▸ What is being asked: Look through the lines below and copy each one that includes "windshield".

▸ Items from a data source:
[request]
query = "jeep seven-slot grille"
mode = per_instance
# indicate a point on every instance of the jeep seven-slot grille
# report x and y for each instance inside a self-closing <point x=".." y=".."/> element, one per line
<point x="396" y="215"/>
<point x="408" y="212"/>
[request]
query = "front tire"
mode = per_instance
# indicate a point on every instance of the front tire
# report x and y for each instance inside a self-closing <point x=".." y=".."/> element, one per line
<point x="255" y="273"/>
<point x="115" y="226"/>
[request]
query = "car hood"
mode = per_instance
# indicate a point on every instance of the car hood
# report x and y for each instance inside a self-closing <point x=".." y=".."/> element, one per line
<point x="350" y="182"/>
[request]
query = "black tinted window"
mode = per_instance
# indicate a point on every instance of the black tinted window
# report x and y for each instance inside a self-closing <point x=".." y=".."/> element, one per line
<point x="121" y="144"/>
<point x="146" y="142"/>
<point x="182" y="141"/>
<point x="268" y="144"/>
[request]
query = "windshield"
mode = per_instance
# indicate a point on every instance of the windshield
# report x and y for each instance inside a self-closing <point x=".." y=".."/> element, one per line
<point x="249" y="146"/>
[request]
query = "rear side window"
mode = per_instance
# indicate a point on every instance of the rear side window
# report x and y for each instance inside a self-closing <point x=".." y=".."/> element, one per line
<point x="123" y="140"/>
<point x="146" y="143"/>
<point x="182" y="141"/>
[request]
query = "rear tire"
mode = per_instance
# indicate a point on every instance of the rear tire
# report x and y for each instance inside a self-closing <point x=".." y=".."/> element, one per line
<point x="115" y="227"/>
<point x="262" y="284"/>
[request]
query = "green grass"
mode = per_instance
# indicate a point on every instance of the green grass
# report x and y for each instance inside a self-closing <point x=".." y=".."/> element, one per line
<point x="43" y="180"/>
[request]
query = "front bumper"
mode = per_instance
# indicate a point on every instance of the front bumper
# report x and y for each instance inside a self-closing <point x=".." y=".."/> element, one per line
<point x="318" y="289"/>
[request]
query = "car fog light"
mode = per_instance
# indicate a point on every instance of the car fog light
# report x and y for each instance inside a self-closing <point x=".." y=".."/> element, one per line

▸ Task solution:
query = "windshield"
# indicate a point on every instance of the windshield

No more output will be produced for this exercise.